• [INPUT ROWS]:
— start —
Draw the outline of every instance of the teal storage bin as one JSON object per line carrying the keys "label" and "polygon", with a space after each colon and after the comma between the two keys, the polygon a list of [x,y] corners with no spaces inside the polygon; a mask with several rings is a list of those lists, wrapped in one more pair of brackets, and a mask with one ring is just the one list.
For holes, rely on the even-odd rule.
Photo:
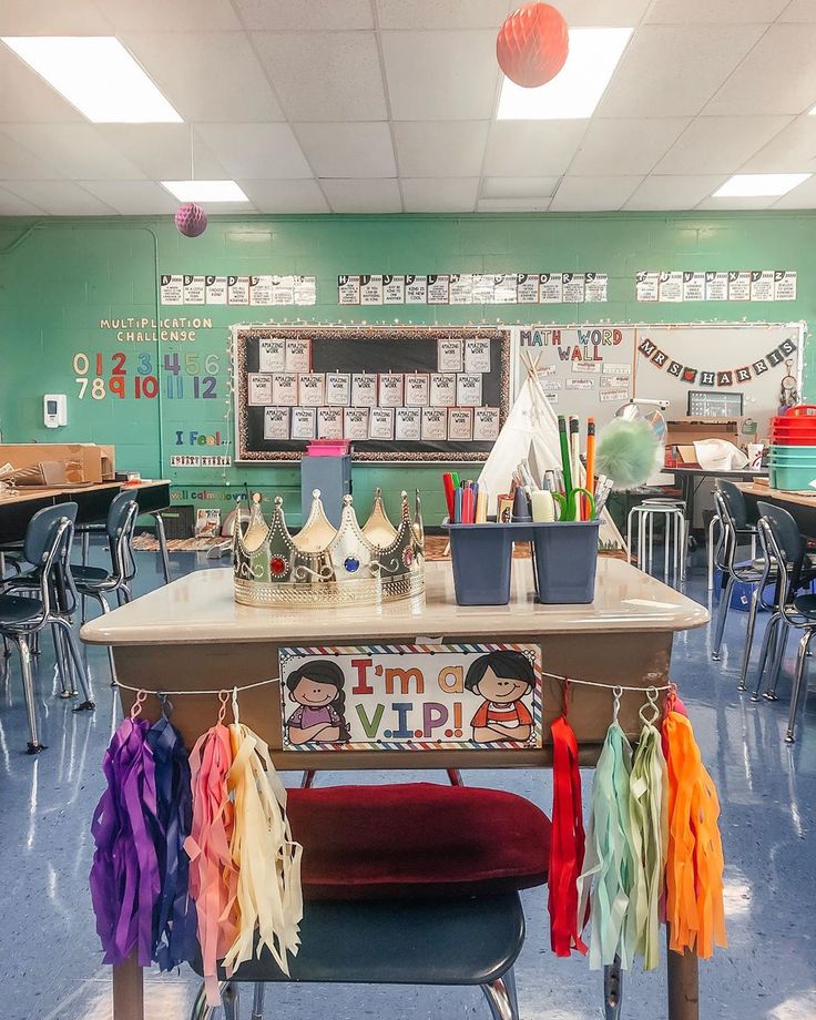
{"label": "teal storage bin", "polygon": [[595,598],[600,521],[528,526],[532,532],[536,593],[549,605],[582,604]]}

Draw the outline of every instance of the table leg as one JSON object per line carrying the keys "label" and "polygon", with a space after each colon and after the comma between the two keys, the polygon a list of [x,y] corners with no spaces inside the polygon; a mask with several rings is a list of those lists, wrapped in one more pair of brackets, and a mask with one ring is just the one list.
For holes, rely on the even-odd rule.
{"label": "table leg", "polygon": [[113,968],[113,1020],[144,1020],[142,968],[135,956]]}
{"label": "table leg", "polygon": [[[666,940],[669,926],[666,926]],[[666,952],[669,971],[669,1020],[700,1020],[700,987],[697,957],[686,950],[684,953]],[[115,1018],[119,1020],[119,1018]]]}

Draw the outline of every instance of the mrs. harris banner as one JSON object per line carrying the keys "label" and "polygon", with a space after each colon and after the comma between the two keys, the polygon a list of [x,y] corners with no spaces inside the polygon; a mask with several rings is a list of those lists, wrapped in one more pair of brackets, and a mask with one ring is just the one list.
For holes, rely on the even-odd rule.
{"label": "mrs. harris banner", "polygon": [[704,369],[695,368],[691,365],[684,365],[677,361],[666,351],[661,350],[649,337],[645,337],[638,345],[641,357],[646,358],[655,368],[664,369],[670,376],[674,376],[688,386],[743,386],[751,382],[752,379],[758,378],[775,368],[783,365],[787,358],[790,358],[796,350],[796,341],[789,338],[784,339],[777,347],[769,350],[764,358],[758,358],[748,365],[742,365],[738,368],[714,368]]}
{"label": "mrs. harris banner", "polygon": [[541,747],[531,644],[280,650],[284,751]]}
— end —
• [STATED GOAL]:
Please repeat the entries exactly. Do not include the pictures.

• [RESPONSE TO THIS TASK]:
Draw the outline of every instance of the teal storage bin as one JSON object per line carrying the keys "label" and "polygon", with a space after each colon and after the comma between the two keys, the polygon a list of [x,y] corners with no spaces inside the polygon; a mask with several rings is a list of those lists, wrapped in one more pair of brackets, and a mask with one ring is just the one list.
For holes, rely on the even-odd rule.
Photo:
{"label": "teal storage bin", "polygon": [[595,598],[600,521],[528,526],[532,532],[536,593],[549,605],[582,604]]}

Draw the outline of every instance of the table leg as one JSON object per line carrying the keys "label" and "polygon", with a space after each colon and after the comma between the two keys, the polygon a list of [x,y] corners with no spaces inside the polygon; a mask with several rings is a list of those lists, wrapped in one more pair of brackets, and a mask with one ring is just the one list.
For holes, rely on the even-odd rule.
{"label": "table leg", "polygon": [[113,968],[113,1020],[144,1020],[142,968],[135,956]]}
{"label": "table leg", "polygon": [[[666,940],[669,926],[666,926]],[[666,952],[669,971],[669,1020],[700,1020],[700,987],[697,957],[686,950],[684,953]],[[115,1018],[119,1020],[119,1018]]]}

Draw the outline of every instance of the mrs. harris banner as one JSON object per line carrying the keys "label" and "polygon", with a space after each colon and after the comma between the two keys, the polygon a list of [x,y] corners with no spaces inside the polygon; a mask with several rings is a list of those lists, wrapped in one more pair of brackets, and a mask with one ring is just the one list.
For holes, rely on the even-odd rule.
{"label": "mrs. harris banner", "polygon": [[704,369],[695,368],[691,365],[684,365],[677,361],[666,351],[661,350],[649,337],[645,337],[638,345],[641,357],[646,358],[655,368],[664,369],[670,376],[674,376],[688,386],[743,386],[751,382],[752,379],[758,378],[775,368],[783,365],[787,358],[790,358],[796,350],[796,341],[789,338],[784,339],[777,347],[769,350],[764,358],[758,358],[748,365],[742,365],[738,368],[714,368]]}
{"label": "mrs. harris banner", "polygon": [[541,747],[531,644],[280,650],[284,751]]}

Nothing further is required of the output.